Requirements
Convert the listing below into a JSON list of strings, with one string per line and no blank lines.

Provided information
>> BEGIN
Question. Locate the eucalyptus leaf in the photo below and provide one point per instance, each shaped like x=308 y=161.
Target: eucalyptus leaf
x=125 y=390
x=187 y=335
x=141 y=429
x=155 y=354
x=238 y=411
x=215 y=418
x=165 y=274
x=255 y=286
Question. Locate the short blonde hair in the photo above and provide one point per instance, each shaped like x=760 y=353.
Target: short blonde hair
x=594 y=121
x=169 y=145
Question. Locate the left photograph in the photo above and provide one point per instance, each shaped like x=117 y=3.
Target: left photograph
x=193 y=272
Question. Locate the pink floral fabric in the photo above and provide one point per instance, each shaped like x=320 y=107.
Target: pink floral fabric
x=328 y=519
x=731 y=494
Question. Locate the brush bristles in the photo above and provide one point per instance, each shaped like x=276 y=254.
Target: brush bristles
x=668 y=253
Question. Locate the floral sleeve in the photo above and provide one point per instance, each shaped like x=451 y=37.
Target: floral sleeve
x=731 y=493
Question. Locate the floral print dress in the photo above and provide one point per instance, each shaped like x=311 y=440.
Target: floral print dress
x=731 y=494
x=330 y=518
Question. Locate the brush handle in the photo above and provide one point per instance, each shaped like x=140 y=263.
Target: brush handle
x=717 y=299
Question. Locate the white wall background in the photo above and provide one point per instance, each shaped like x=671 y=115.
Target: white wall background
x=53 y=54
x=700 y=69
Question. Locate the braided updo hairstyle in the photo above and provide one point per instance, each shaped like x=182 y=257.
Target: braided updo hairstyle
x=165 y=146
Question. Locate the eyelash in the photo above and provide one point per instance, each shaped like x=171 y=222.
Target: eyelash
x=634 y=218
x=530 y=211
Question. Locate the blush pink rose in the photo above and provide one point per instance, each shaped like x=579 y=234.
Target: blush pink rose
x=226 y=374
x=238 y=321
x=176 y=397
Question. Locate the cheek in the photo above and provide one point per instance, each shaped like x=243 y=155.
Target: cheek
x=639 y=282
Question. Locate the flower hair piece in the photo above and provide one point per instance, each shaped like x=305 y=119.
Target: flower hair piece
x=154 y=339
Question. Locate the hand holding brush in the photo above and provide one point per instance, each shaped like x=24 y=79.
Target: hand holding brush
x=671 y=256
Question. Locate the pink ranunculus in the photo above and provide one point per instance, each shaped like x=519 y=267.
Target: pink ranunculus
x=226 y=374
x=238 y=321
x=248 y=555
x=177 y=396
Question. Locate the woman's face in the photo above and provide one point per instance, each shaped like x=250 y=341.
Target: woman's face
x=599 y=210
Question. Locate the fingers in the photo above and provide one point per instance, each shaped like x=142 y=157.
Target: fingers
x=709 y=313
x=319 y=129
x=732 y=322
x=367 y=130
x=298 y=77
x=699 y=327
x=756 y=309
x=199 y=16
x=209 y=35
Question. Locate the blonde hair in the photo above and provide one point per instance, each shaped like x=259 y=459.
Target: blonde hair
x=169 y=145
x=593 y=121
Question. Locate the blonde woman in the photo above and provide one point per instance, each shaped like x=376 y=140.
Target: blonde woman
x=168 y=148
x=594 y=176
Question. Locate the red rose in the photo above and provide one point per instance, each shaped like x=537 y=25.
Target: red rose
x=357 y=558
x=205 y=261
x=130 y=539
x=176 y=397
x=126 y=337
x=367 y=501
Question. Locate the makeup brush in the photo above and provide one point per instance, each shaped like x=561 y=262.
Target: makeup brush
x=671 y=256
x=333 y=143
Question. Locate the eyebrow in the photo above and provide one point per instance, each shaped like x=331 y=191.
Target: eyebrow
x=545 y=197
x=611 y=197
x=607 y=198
>> END
Full answer
[
  "Question. Locate the eucalyptus leaf in the photo below and provide one point per instance, each shaped like x=308 y=161.",
  "Target: eucalyptus leaf",
  "x=125 y=390",
  "x=187 y=335",
  "x=141 y=429",
  "x=155 y=354",
  "x=238 y=411",
  "x=215 y=418",
  "x=165 y=274",
  "x=255 y=286",
  "Question. Locate the short blonde hair in the photo above and provide one point per instance, each shaped like x=760 y=353.",
  "Target: short blonde hair",
  "x=594 y=121",
  "x=169 y=145",
  "Question. Locate the left photograph in the photo above and provide one point per instance, each shaped like x=117 y=3.",
  "Target: left photograph",
  "x=193 y=272",
  "Question. Locate the pink floral fabric in the photo above and provide one point per instance, each shaped like x=320 y=107.",
  "Target: pink floral fabric",
  "x=328 y=519",
  "x=731 y=494",
  "Question. Locate the brush bristles in the photo above and provide one point per instance, each shaped like x=276 y=254.",
  "Target: brush bristles",
  "x=668 y=253",
  "Question. Locate the floral sleeve in the photo above and provide one point per instance, each shaped like x=451 y=37.",
  "Target: floral sleeve",
  "x=731 y=493",
  "Question. Locate the floral print dress in the photo above and provide one point per instance, each shaped like x=311 y=440.",
  "Target: floral print dress",
  "x=731 y=494",
  "x=330 y=518",
  "Question. Locate the brush handle in the photo above and provide one point per instance, each shaped like x=140 y=263.",
  "Target: brush handle",
  "x=717 y=299",
  "Question. Locate the white wall background in the photo above and provide one point per instance, each shaped like x=671 y=115.",
  "Target: white wall background",
  "x=53 y=54",
  "x=700 y=69",
  "Question. Locate the braided updo hairstyle in the photo above and provide one point per instance, each shaped like x=182 y=257.",
  "Target: braided updo hairstyle",
  "x=165 y=146",
  "Question. Locate the eyelash in the photo above and provide one point per instance, each shaped like x=171 y=222.",
  "Target: eyelash",
  "x=634 y=218",
  "x=530 y=211",
  "Question. Locate the blush pink rose in the photo above and provide one point per instance, each shaped like x=579 y=234.",
  "Target: blush pink rose",
  "x=226 y=374",
  "x=238 y=321",
  "x=176 y=397",
  "Question. Locate the cheek in the photo above and provide one point per instance, each shaped like x=243 y=155.",
  "Target: cheek",
  "x=639 y=282",
  "Question. Locate the flower hair piece in the photo above and provide one point per instance, each shaped like x=305 y=119.",
  "Target: flower hair piece",
  "x=154 y=339",
  "Question. Locate the hand holding brush in the photo above and provide one point per instance, each shaped like x=24 y=79.",
  "Target: hand holding brush",
  "x=671 y=256",
  "Question. Locate the pink ranunculus in the photo above and provide one point per instance, each shaped like x=519 y=267.",
  "Target: pink ranunculus",
  "x=226 y=374",
  "x=238 y=321",
  "x=248 y=555",
  "x=177 y=396",
  "Question. Locate the woman's face in the photo above and provide one point per instance, each shaped like x=250 y=341.",
  "Target: woman's face",
  "x=599 y=210",
  "Question. Locate the fingers in the photo above and provide one point per instance, each shaped like x=142 y=157.",
  "Target: fingers",
  "x=709 y=313",
  "x=319 y=129",
  "x=732 y=322",
  "x=367 y=130",
  "x=298 y=77",
  "x=699 y=327",
  "x=756 y=309",
  "x=199 y=16",
  "x=209 y=35",
  "Question. Locate the blonde hair in the photo above and provide one point per instance, each shaped like x=259 y=459.",
  "Target: blonde hair",
  "x=169 y=145",
  "x=593 y=121",
  "Question. Locate the blonde woman in the photo above and provide one point per instance, each shaped like x=376 y=140.",
  "Target: blonde woman",
  "x=168 y=148",
  "x=594 y=176",
  "Question. Locate the red rose in the photo above and provide one point per instance, each shaped like x=537 y=25.",
  "Target: red rose",
  "x=357 y=558",
  "x=205 y=261",
  "x=130 y=539",
  "x=176 y=397",
  "x=126 y=337",
  "x=367 y=501",
  "Question. Locate the makeup brush in the photo above and provide one point per instance, each shaped like x=561 y=262.",
  "Target: makeup brush",
  "x=671 y=256",
  "x=333 y=143",
  "Question. Locate the eyebrow in the photo above and provide one point per instance, each shaped like x=331 y=191.",
  "Target: eyebrow",
  "x=545 y=197",
  "x=611 y=197",
  "x=607 y=198"
]